— YOUR TASK —
For this exercise, write out exactly the lines from the line containing "Target: tall light pole" through the last line of the records, and no other lines.

-*-*-

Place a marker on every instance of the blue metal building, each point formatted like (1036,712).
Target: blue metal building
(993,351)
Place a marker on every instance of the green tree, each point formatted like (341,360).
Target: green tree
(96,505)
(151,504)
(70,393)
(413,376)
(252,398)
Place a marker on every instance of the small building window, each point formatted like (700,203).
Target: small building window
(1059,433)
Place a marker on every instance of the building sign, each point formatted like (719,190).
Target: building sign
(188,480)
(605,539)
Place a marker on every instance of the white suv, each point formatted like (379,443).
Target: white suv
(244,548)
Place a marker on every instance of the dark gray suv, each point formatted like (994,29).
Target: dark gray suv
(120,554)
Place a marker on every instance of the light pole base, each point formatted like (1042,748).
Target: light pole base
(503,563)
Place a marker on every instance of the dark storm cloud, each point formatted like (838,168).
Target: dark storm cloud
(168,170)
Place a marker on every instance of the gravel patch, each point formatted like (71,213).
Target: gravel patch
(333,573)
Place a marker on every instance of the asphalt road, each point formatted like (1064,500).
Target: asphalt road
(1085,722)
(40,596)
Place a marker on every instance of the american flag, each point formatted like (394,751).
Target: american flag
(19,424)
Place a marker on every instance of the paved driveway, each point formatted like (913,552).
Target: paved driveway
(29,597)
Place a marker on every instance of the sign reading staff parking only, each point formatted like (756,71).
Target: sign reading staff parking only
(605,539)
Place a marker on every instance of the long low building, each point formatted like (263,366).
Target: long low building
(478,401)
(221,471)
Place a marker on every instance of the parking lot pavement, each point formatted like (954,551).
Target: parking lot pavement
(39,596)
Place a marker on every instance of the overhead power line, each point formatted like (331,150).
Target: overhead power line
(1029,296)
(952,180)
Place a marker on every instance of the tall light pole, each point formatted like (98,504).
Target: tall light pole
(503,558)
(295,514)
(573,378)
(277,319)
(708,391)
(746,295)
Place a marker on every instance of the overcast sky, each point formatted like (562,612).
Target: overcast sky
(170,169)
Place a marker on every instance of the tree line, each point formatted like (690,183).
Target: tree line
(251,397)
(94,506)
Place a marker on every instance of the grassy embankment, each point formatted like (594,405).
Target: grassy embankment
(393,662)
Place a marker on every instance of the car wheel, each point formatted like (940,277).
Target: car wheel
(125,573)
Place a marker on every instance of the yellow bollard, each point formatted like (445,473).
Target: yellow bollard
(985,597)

-*-*-

— ANSWER FOR THIS EXERCISE —
Target: tall light pole
(503,558)
(295,514)
(573,378)
(277,319)
(708,391)
(746,295)
Place a marker on every instance of the overcast sky, each point formatted like (562,612).
Target: overcast sky
(170,169)
Place a marker on every instance of the tree line, each point formatted like (690,183).
Target: tree line
(251,397)
(94,506)
Place a marker on every instance of the grassy embankment, each point formatted like (594,405).
Target: grassy embankment
(393,662)
Place a marker on every instance of the car wheel, each point formatted like (940,277).
Target: car wheel
(125,573)
Place a marker on every instance of the yellow bollard, each point formatted like (445,473).
Target: yellow bollard
(985,597)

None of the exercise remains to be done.